SUPPLIED DATA ->
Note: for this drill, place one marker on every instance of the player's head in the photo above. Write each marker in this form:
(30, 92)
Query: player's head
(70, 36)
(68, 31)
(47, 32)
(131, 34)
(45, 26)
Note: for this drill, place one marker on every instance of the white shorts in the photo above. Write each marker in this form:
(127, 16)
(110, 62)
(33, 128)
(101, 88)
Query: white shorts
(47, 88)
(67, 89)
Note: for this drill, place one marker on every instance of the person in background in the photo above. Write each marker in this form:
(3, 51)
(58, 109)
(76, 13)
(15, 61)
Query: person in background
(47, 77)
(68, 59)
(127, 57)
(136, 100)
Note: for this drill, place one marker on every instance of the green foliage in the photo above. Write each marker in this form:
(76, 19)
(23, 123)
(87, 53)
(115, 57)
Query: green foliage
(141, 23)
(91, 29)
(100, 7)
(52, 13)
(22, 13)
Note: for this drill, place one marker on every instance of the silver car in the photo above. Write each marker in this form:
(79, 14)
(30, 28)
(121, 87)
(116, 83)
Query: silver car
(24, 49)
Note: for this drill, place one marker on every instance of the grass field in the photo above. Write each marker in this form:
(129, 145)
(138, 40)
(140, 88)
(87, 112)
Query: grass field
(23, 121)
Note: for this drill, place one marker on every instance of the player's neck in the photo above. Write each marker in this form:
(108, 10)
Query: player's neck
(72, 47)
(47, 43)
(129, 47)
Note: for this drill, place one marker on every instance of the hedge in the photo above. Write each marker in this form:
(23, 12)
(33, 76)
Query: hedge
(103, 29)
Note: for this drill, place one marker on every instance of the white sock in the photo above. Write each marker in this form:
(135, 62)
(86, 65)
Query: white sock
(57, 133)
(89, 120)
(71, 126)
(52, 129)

EXERCISE INSTRUCTIONS ->
Each line from the one containing "of the grass" to the close of the records must appear in the output exactly, and no other line.

ANSWER TO THIS PROBLEM ->
Note: for this drill, place one marker on every instance of the grass field in the photo above. Write each marker in this form:
(129, 145)
(138, 40)
(140, 88)
(87, 112)
Query: grass field
(23, 121)
Note: for this drill, place one marker on every instance of the player's neck in the photo above. Write each marker in this form:
(108, 10)
Query: player's neck
(72, 47)
(47, 43)
(129, 47)
Note: for this drill, place one marker on every instance of the hedge in the photo above. Write each marker in this form:
(23, 12)
(33, 76)
Query: hedge
(103, 29)
Note: for this drill, place one marker on every instance of the white sock in the photo above. Write each marker in this form:
(135, 62)
(86, 65)
Query: white sock
(57, 133)
(89, 120)
(71, 126)
(52, 129)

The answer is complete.